▶ Written instruction: Please reproduce the data word for word, beginning at the line that has "In the photo above, where can the knee" and stopping at the end of the data.

▶ Provided data:
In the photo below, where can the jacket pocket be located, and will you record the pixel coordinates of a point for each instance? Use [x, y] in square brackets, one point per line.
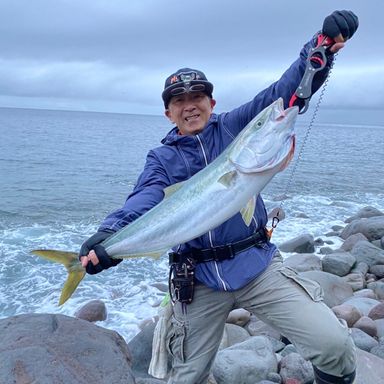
[176, 340]
[311, 287]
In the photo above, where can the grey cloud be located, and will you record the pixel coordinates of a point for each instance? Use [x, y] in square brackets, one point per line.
[118, 52]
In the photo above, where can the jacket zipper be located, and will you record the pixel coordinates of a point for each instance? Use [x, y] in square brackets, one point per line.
[219, 277]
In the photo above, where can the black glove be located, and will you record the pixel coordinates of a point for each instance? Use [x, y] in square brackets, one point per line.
[344, 22]
[93, 243]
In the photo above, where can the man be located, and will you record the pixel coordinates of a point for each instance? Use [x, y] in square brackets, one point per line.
[254, 278]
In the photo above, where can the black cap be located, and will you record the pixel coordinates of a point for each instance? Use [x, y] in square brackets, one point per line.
[185, 80]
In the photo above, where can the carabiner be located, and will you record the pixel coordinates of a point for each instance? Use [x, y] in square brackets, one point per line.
[316, 61]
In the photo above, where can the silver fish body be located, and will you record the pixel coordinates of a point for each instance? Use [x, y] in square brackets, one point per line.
[223, 188]
[226, 186]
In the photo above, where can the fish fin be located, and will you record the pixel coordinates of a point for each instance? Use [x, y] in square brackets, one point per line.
[248, 211]
[169, 191]
[155, 255]
[227, 178]
[71, 262]
[73, 280]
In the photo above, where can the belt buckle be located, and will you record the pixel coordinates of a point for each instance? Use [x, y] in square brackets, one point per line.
[227, 250]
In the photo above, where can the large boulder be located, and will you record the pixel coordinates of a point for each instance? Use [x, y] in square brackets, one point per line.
[49, 348]
[372, 228]
[370, 368]
[293, 368]
[365, 213]
[338, 263]
[368, 253]
[247, 362]
[336, 290]
[302, 262]
[141, 349]
[94, 310]
[301, 244]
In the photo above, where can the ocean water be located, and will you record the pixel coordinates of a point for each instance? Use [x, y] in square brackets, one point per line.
[62, 172]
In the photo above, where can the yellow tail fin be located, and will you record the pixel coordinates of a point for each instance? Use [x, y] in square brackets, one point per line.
[70, 260]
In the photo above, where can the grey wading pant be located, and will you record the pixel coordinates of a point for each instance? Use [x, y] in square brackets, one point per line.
[291, 304]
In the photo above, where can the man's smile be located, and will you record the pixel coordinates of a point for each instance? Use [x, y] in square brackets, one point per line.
[192, 117]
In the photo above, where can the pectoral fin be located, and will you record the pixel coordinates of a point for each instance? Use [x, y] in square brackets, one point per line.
[227, 178]
[169, 191]
[71, 262]
[248, 210]
[73, 280]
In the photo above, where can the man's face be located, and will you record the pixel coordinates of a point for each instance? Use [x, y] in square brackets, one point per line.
[190, 111]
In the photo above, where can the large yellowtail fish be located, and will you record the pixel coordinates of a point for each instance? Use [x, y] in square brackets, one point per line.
[228, 185]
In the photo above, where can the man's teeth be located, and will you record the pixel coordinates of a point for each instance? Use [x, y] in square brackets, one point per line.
[191, 117]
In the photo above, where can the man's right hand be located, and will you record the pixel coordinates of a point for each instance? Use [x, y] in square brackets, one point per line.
[93, 256]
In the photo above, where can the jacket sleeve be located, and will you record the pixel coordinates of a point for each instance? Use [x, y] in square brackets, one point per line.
[147, 193]
[285, 87]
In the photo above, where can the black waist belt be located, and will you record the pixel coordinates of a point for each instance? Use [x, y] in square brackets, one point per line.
[221, 252]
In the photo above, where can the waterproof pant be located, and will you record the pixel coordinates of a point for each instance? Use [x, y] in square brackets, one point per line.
[291, 304]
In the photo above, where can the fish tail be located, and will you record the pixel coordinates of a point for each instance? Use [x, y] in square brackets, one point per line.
[76, 271]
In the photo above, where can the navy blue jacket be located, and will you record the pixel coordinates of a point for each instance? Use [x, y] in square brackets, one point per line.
[180, 157]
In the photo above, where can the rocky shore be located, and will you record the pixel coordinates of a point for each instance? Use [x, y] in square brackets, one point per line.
[52, 348]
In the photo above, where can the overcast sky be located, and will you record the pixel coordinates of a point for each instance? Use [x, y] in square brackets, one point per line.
[114, 55]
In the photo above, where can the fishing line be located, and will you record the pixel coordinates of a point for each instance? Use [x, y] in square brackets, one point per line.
[279, 212]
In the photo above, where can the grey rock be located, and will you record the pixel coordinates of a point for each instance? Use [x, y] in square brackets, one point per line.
[362, 340]
[277, 345]
[266, 382]
[350, 241]
[94, 310]
[274, 377]
[336, 290]
[363, 304]
[301, 244]
[379, 349]
[302, 262]
[360, 267]
[378, 243]
[293, 366]
[141, 349]
[233, 334]
[355, 280]
[162, 287]
[377, 270]
[349, 313]
[338, 263]
[367, 325]
[378, 288]
[332, 234]
[367, 253]
[368, 293]
[372, 228]
[290, 348]
[370, 368]
[365, 213]
[377, 312]
[326, 250]
[47, 348]
[141, 380]
[380, 327]
[232, 365]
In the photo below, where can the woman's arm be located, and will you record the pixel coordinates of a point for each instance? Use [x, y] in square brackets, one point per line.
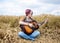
[21, 21]
[44, 22]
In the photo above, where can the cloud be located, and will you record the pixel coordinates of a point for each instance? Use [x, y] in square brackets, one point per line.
[51, 1]
[17, 7]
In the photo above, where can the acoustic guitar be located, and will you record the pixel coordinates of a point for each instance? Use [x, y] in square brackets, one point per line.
[29, 29]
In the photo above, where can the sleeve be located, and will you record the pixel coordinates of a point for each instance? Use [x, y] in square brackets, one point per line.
[21, 20]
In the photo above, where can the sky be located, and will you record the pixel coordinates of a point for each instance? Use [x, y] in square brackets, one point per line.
[18, 7]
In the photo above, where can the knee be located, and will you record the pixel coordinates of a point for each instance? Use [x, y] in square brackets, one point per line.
[20, 33]
[38, 32]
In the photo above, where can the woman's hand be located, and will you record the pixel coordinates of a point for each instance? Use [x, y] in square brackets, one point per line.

▶ Correct output:
In the photo above, where can the knee be located, and will you record the pixel coordinates of a point for each instance? Use [x, y] in square brackets, one point per line.
[20, 33]
[38, 32]
In the photo above, where can the woman's hand be located, and will you record the pixel coordinates of a point for each instance? Use [x, y] in square brackets, one point per line.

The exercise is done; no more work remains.